▶ _PROBLEM TO SOLVE_
Copy out the line that contains "189H359L358 187ZM357 201L351" and the lines after it through the final one in the entries below, exactly, with no other lines.

▶ _DATASET EXTRACT_
*-*-*
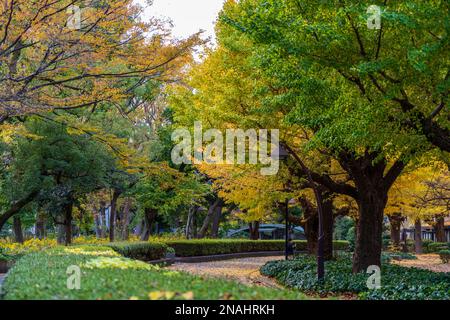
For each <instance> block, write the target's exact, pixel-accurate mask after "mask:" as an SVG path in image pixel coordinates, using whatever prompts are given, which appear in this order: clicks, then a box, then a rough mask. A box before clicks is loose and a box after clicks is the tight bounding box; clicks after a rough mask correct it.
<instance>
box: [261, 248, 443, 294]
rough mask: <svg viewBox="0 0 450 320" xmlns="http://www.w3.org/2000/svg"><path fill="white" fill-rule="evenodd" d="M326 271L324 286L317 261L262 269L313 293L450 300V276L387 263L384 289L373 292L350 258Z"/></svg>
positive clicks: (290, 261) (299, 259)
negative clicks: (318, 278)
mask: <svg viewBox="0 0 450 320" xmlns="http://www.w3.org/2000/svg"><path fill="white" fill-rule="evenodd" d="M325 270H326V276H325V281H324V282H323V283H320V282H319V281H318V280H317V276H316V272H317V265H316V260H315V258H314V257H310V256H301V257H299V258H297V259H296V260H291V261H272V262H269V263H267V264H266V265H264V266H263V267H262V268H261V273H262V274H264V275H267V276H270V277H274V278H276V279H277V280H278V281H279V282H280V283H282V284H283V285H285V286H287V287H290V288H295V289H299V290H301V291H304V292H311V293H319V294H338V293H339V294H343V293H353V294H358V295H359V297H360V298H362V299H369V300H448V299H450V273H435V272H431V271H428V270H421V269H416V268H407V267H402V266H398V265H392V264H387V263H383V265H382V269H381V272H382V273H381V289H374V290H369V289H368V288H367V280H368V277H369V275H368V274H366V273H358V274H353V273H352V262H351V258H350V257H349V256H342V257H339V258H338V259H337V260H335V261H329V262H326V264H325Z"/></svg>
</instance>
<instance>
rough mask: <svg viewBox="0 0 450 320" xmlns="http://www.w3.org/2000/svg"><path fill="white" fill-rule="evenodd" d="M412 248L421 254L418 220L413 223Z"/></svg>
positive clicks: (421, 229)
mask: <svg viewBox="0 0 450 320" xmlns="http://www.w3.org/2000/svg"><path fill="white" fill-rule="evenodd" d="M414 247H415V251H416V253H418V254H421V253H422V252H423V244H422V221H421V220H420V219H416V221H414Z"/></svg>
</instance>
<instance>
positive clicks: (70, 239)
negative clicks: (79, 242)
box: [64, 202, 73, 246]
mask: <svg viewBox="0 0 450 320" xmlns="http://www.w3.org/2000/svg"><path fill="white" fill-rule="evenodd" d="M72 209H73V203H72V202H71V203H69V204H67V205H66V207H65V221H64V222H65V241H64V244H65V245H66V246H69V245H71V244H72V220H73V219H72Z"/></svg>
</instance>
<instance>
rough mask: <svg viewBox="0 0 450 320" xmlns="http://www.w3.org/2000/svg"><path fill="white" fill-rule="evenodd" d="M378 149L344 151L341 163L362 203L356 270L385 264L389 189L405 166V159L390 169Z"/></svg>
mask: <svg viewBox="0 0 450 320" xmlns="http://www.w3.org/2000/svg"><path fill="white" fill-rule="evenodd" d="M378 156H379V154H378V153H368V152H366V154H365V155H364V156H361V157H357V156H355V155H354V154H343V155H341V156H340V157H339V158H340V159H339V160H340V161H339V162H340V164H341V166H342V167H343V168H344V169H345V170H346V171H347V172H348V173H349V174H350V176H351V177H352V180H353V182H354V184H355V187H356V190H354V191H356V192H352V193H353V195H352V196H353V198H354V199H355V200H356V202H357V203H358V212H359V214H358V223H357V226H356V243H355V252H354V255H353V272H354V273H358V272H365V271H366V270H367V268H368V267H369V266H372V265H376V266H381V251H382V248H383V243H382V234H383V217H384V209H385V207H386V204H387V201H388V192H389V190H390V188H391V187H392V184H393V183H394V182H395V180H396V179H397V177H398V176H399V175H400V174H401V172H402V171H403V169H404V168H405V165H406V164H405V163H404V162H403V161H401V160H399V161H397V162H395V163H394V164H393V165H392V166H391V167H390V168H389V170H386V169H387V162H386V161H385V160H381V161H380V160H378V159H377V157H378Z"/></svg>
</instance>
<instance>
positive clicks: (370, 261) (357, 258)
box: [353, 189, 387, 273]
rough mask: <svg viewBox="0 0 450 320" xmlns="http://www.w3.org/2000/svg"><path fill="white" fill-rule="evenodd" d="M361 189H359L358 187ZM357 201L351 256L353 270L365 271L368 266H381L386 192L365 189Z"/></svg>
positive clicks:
*-*-*
▶ _RESULT FOR THIS TASK_
rough mask: <svg viewBox="0 0 450 320" xmlns="http://www.w3.org/2000/svg"><path fill="white" fill-rule="evenodd" d="M361 189H359L358 187ZM357 201L351 256L353 270L365 271L368 266H381L386 192L365 189Z"/></svg>
positive clicks:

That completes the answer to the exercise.